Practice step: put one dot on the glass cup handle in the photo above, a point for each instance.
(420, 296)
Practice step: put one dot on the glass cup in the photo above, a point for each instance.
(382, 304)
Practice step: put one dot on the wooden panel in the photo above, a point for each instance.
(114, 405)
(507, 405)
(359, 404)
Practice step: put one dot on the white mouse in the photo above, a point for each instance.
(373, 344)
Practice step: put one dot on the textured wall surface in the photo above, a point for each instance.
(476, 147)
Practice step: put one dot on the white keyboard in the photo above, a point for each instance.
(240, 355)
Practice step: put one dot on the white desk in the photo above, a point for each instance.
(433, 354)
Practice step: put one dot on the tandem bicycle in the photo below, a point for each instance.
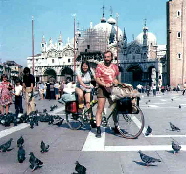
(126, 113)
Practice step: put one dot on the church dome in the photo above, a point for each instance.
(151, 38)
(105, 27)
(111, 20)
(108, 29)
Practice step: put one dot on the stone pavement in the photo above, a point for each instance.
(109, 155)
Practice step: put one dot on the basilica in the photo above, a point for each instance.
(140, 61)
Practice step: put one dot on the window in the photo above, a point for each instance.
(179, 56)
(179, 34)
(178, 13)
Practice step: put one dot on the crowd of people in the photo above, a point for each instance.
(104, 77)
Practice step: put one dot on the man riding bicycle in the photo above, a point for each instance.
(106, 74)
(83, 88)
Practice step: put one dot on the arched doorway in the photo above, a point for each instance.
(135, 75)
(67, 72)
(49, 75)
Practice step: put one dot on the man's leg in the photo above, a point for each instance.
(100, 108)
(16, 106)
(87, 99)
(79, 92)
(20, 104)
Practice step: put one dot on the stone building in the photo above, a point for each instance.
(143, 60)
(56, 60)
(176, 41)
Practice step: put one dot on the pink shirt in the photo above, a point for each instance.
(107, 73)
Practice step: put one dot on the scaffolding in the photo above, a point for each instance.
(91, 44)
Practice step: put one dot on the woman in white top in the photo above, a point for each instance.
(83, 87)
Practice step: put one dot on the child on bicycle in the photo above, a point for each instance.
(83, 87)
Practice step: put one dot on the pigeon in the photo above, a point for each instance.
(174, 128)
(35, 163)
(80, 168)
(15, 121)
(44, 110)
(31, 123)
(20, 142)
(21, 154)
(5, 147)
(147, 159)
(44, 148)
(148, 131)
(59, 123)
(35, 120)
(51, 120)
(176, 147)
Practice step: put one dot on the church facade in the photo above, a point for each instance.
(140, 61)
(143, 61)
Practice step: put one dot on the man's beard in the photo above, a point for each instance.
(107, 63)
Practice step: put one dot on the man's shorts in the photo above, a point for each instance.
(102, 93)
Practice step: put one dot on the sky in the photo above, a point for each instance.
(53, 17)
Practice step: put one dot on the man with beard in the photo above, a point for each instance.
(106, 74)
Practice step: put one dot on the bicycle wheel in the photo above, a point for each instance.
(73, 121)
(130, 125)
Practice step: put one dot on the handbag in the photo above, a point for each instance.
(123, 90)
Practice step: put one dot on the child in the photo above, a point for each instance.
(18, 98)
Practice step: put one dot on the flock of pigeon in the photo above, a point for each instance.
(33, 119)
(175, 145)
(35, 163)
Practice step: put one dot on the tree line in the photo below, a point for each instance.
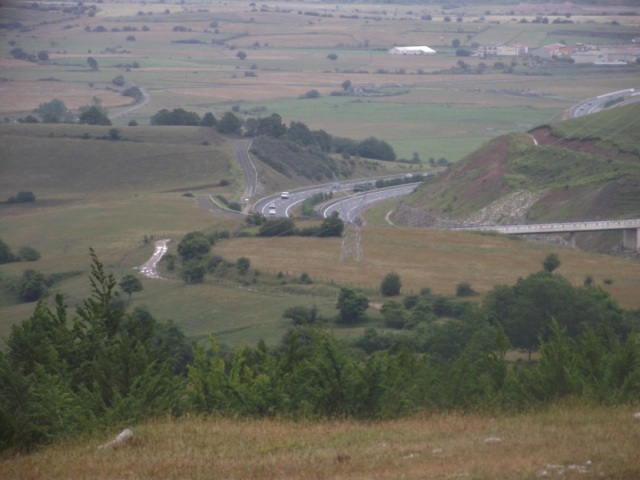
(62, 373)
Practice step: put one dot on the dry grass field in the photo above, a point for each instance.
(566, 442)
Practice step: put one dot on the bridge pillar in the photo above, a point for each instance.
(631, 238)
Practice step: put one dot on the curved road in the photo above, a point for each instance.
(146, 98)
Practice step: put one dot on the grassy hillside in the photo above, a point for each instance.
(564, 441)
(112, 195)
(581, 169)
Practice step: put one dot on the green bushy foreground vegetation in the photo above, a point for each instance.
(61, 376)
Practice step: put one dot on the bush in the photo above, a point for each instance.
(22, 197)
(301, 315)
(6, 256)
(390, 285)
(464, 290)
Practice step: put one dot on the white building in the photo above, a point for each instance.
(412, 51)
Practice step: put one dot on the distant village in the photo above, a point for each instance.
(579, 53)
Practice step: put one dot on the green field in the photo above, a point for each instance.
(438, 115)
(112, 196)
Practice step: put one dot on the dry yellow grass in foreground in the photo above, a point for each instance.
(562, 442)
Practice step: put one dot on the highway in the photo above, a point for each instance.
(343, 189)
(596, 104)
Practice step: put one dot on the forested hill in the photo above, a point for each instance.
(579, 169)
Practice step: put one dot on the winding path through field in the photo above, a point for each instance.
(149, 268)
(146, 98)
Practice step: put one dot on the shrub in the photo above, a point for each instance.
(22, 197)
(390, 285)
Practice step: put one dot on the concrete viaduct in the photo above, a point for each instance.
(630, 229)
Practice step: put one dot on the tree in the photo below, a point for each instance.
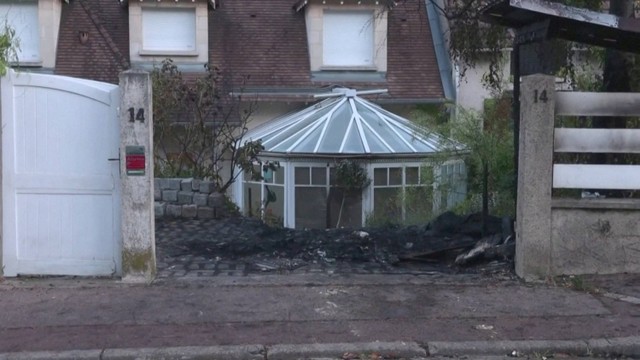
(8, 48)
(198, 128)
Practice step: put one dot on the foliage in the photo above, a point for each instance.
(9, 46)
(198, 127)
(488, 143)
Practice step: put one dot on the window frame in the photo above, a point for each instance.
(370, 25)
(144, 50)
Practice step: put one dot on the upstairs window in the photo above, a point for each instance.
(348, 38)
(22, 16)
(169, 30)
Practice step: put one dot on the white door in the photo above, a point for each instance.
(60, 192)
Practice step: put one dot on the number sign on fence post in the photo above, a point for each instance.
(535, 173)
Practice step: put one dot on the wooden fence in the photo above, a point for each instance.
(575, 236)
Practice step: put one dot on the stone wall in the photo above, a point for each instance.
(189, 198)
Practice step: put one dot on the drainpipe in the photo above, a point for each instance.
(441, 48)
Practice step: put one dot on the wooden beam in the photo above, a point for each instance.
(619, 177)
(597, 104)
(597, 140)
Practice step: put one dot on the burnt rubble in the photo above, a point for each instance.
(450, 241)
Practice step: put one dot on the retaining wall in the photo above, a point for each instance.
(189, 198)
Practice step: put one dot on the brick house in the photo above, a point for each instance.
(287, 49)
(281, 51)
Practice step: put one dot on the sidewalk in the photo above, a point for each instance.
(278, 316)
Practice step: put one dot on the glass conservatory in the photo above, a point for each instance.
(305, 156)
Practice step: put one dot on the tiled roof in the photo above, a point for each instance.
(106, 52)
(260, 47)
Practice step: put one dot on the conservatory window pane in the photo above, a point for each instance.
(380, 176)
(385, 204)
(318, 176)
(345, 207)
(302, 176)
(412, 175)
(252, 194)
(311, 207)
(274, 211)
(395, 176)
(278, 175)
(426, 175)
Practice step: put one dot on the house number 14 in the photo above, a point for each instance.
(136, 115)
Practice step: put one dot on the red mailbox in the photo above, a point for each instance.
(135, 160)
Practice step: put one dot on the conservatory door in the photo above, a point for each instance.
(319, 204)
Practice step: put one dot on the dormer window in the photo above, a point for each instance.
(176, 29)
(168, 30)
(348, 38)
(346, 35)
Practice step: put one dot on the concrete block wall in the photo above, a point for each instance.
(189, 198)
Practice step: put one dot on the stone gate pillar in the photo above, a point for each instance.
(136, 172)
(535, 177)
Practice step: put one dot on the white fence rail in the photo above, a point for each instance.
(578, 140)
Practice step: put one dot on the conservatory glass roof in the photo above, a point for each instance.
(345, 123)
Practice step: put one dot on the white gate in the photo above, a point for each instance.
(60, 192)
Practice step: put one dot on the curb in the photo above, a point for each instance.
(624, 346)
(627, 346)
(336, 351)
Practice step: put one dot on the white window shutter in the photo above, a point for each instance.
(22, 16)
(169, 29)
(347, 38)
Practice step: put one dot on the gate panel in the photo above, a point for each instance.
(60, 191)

■ ■ ■

Challenge
Reproduce all of the data above with "Practice step" renamed to "Drill" everywhere, keeping everything else the same. Leave the pictures out of your answer.

Written answer
Drill: put one dot on the glass cup handle in the photo above, a point for each instance.
(420, 296)
Drill: put one dot on the glass cup in the photo above, a point for each instance.
(382, 304)
Drill: put one dot on the wooden panel in the photo above, a point for each instance.
(114, 405)
(507, 405)
(359, 404)
Drill: put one dot on the white mouse in the photo above, a point for each instance.
(373, 344)
Drill: put one dot on the textured wall surface in the photo above, a point for each instance.
(476, 147)
Drill: put one dot on the white keyboard in the photo above, a point for each instance.
(240, 355)
Drill: put one dot on the white desk in the photo above, a point for each instance.
(433, 354)
Drill: put one dot on the tandem bicycle in the photo below, a point for each instance.
(126, 113)
Drill: put one dot on the church dome in the photo above, a point for each instance.
(151, 38)
(105, 27)
(111, 20)
(108, 29)
Drill: put one dot on the stone pavement in the photo above, a point for each instance.
(109, 155)
Drill: put one dot on the basilica in the photo above, a point for each instance.
(140, 61)
Drill: put one dot on the window in the photo above, a point for each instance.
(179, 56)
(179, 34)
(178, 13)
Drill: put one dot on the crowd of people in the photo above, a point for each instance.
(104, 77)
Drill: put one dot on the man riding bicycle in the photo above, a point for each instance.
(106, 74)
(83, 88)
Drill: put one dot on the arched doorway in the photo above, a point for each instance.
(135, 75)
(67, 72)
(49, 75)
Drill: put one dot on the man's leg in the photo above, a point for each instance.
(100, 108)
(16, 106)
(87, 99)
(79, 92)
(20, 104)
Drill: put one dot on the stone building in the photo above, a point for each instance.
(143, 60)
(56, 60)
(176, 41)
Drill: put one dot on the pink shirt in the photo above, a point for each instance.
(107, 73)
Drill: put one dot on the scaffolding in the photo above, a point for each instance.
(91, 44)
Drill: put one dot on the woman in white top in the photo above, a point for each instance.
(83, 87)
Drill: put one dot on the child on bicycle in the photo above, a point for each instance.
(83, 87)
Drill: put one dot on the pigeon in the photo above, a point for each instance.
(174, 128)
(35, 163)
(80, 168)
(15, 121)
(44, 110)
(31, 123)
(20, 142)
(21, 154)
(5, 147)
(147, 159)
(44, 148)
(148, 131)
(59, 123)
(35, 120)
(51, 120)
(176, 147)
Drill: put one dot on the church facade in the photo above, a point for each instance.
(140, 61)
(143, 61)
Drill: put one dot on the man's beard in the photo above, a point for each instance.
(107, 63)
Drill: put one dot on the man's shorts in the photo above, a point for each instance.
(102, 93)
Drill: put one dot on the sky in the photo above, a point for each instance.
(53, 17)
Drill: put one dot on the man with beard in the photo above, a point for each instance.
(106, 74)
Drill: put one dot on the bicycle wheel in the photo above, a point for each instance.
(73, 121)
(130, 125)
Drill: put one dot on the handbag in the photo above, a point for each instance.
(123, 90)
Drill: put one dot on the child in the photo above, a point for each instance.
(18, 98)
Drill: put one dot on the flock of pigeon in the photo above, a point for each instance.
(33, 119)
(175, 145)
(35, 163)
Drill: put one dot on the tree line in the photo below, a point for each instance.
(62, 373)
Drill: put one dot on the dry grass field in the photo above, a point for each instance.
(566, 442)
Drill: put one dot on the bridge pillar in the photo above, a point for each instance.
(631, 238)
Drill: put one dot on the curved road in the photo above, a point for each instance.
(146, 98)
Drill: put one dot on the grassy hillside in the photo above, a point for each instance.
(564, 441)
(112, 195)
(581, 169)
Drill: put one dot on the green bushy foreground vegetation in the photo above, a point for each instance.
(61, 376)
Drill: put one dot on the bush in the photo above, a point for each instance.
(22, 197)
(301, 315)
(6, 256)
(390, 285)
(464, 290)
Drill: put one dot on the white building in the photo above, a point for each instance.
(412, 51)
Drill: put one dot on the distant village in the photo above, a point for each instance.
(579, 53)
Drill: put one dot on the green field in the photo above, a point for each instance.
(438, 115)
(112, 196)
Drill: put one dot on the dry yellow grass in foreground in the photo above, a point for each instance.
(562, 442)
Drill: put one dot on the highway in the photo above, a point for each instance.
(343, 189)
(596, 104)
Drill: put one dot on the forested hill in the photo above, a point for each instance.
(579, 169)
Drill: put one dot on the winding path through field in the photo above, a point for each instance.
(149, 268)
(146, 98)
Drill: put one dot on the shrub in the photo above, a point for each instance.
(22, 197)
(390, 285)
Drill: put one dot on the concrete viaduct in the photo above, a point for each instance.
(630, 229)
Drill: put one dot on the tree in the photo below, a point for each instance.
(8, 48)
(198, 128)
Drill: put one dot on the foliage in the photo above, a point for each instance.
(9, 46)
(198, 127)
(488, 143)
Drill: put one dot on the window frame in the photo above, a point for each instance.
(370, 25)
(144, 50)
Drill: put one dot on the upstairs window in the photo above, a point for each instance.
(348, 38)
(22, 16)
(169, 30)
Drill: put one dot on the white door in the photo above, a point for each instance.
(60, 192)
Drill: put one dot on the number sign on fence post in the photo above, a point for each instance.
(535, 173)
Drill: put one dot on the wooden fence in the photo above, a point for each instance.
(575, 236)
Drill: put one dot on the stone wall in the photo above, a point for each instance.
(189, 198)
Drill: put one dot on the drainpipe in the photo above, a point for each instance.
(441, 48)
Drill: put one dot on the wooden beam in the photo above, a point for each instance.
(619, 177)
(597, 104)
(597, 140)
Drill: put one dot on the burnt rubble in the photo above, a point for each instance.
(450, 241)
Drill: put one dot on the retaining wall in the photo above, a point for each instance.
(189, 198)
Drill: put one dot on the brick house in the photo above, a point for each instance.
(287, 49)
(281, 51)
Drill: put one dot on the sidewalk in the photo above, a point for each instance.
(278, 316)
Drill: put one dot on the glass conservatory in the photo above, a point for each instance.
(305, 156)
Drill: put one dot on the tiled roof in the photo above, a point for each instance.
(106, 52)
(260, 47)
Drill: put one dot on the conservatory window pane in the photo above, a point for each instance.
(380, 176)
(385, 204)
(318, 176)
(345, 207)
(302, 176)
(412, 175)
(252, 194)
(311, 207)
(274, 211)
(395, 176)
(278, 175)
(426, 175)
Drill: put one dot on the house number 14 in the photo above, a point for each instance.
(136, 115)
Drill: put one dot on the red mailbox in the photo above, a point for each instance.
(135, 160)
Drill: put one dot on the conservatory door in the photo above, a point for each instance.
(319, 204)
Drill: put one dot on the dormer window in the photo above, a point for each instance.
(176, 29)
(168, 30)
(348, 38)
(346, 35)
Drill: put one dot on the concrete block wall in the photo above, a point for each instance.
(189, 198)
Drill: put one dot on the stone gate pillar in the photo above, a point for each instance.
(136, 172)
(535, 177)
Drill: put one dot on the white fence rail in the photo above, a point for each instance.
(578, 140)
Drill: put one dot on the conservatory glass roof in the photo above, a point for each instance.
(345, 123)
Drill: put one dot on the white gate in the photo above, a point for each instance.
(60, 192)
Drill: put one dot on the curb in the photo above, a point for each instance.
(624, 346)
(627, 346)
(336, 351)
Drill: put one dot on the white window shutter in the photo above, a point for each instance.
(22, 16)
(169, 29)
(347, 38)
Drill: put one dot on the gate panel in the photo above, a point for each instance.
(60, 191)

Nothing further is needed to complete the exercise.